- **TEXT FOR ANALYSIS**

A Look at the Global Stock MarketsStock-Markets / Global Stock Markets Jan 18, 2016 - 03:56 PM GMT
`SPX futures remained beneath its Head & Shoulders neckline overnight, despite ZeroHedge’s report of an equity futures rebound. Since that early report, SPX and Dow futures dumped. “Remember when oil was in the green (because Iran was "priced in") and stocks were in the green (because China was "fixed") this morning? Well, that's over. The dip-buying algo's reflex has run the stops, filled the gaps to unchanged and now stocks and crude are turning lower once again.
Crude back in the red...”
The chart tells us that the neckline is paramount. A a rally above the neckline would put our signal in neutral, while a ramp above the 2-hour Cycle Bottom would be a day-trader’s buy signal for a probable retracement to the top of Wave [iv] at 1950.53.
The Cycles Model calls for a bottom on Tuesday, January 19. However, some third waves decline beyond the due date an average of 4.3 days. Examples are Wave 1 of (3) on September 18, 2008 was 4 days late. Wave 5 of (3) was also 4 days late on November 22, 2008. This suggests that, if we see investor capitulation, we may see the low extend to Friday, January 22.
Bloomberg reports, “The rout that swept through asset classes, taking oil below $30 a barrel and European and Asian stocks into bear markets, is pushing up gauges of investor stress around the world.”

[Dataset entries]
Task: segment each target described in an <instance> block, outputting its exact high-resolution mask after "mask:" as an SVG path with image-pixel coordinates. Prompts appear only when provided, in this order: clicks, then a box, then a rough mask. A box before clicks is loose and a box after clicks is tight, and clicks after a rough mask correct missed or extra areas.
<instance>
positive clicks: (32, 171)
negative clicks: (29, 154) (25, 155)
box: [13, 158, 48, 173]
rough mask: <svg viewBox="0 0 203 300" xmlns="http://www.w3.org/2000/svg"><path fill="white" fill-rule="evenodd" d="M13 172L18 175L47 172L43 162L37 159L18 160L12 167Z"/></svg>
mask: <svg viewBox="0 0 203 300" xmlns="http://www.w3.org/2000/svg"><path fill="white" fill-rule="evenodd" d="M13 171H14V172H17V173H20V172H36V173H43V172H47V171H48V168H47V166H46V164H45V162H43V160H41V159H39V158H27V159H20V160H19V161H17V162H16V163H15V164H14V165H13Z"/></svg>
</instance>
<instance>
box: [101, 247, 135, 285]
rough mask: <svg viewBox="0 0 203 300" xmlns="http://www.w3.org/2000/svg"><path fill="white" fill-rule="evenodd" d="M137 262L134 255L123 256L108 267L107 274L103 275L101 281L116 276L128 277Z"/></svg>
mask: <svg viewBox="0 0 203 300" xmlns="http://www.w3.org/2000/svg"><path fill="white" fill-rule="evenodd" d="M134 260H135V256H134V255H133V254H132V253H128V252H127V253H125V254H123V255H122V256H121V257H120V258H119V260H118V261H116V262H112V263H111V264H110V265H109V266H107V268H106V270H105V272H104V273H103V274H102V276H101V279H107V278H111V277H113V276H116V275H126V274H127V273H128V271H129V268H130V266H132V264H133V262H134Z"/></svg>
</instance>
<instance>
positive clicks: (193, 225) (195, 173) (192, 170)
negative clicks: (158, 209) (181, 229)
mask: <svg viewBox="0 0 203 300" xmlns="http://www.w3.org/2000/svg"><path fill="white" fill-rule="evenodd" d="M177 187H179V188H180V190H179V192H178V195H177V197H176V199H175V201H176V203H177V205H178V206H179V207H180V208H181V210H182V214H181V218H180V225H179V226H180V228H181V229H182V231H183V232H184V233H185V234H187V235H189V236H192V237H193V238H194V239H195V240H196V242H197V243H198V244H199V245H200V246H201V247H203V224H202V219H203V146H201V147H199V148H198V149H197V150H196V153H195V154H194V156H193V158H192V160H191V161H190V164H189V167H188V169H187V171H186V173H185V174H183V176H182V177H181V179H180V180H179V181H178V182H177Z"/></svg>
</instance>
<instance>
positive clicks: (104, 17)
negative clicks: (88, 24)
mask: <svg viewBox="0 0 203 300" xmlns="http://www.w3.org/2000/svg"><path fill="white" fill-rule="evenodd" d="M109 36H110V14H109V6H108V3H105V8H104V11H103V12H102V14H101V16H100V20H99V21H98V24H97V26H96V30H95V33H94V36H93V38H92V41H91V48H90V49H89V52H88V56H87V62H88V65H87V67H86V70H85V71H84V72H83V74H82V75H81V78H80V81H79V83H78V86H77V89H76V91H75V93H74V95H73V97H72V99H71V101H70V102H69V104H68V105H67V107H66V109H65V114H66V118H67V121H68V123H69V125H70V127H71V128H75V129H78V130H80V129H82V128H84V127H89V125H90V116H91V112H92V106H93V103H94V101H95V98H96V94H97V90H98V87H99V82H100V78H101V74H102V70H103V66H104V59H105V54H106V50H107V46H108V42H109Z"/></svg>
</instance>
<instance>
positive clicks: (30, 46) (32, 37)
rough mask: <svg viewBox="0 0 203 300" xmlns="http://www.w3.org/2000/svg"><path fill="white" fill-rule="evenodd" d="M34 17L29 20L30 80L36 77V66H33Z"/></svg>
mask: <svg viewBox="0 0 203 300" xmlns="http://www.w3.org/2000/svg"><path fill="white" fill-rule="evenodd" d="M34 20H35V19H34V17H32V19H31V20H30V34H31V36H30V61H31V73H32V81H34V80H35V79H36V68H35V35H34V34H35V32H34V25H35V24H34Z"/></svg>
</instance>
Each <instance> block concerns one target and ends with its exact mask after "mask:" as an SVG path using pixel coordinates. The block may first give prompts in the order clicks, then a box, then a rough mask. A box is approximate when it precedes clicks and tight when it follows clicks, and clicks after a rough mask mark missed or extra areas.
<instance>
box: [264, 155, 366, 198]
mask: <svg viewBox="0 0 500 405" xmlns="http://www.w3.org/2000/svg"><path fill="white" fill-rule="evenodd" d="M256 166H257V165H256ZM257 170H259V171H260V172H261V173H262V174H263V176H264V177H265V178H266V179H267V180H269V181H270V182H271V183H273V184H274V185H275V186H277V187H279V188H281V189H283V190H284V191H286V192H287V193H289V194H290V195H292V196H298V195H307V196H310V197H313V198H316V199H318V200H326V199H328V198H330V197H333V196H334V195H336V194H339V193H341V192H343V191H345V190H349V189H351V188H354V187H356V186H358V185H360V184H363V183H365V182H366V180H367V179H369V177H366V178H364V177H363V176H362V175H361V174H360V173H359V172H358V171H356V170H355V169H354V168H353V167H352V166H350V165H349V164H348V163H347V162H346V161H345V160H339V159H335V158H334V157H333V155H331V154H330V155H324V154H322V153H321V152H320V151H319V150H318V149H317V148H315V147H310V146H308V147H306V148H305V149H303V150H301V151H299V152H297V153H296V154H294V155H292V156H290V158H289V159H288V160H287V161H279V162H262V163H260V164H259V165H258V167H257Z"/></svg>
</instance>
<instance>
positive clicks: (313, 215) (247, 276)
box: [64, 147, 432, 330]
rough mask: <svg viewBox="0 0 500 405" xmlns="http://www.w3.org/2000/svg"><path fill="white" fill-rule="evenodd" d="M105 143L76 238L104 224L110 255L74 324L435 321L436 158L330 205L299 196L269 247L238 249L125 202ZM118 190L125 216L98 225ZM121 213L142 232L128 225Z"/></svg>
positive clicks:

- **AIM OF THE EXERCISE**
Using the market commentary above, decide whether each statement agrees with it: 1. The Cycles Model calls for a bottom on Wednesday, January 20. 2. Wave 5 of (3) bottomed four days late. 3. Bloomberg reports that the rout took oil below $30 a barrel. For each, answer yes or no and quote the words from the commentary that decide it.

- **EXERCISE SOLUTION**
1. No: "The Cycles Model calls for a bottom on Tuesday, January 19."
2. Yes: "Wave 5 of (3) was also 4 days late on November 22, 2008."
3. Yes: "taking oil below $30 a barrel"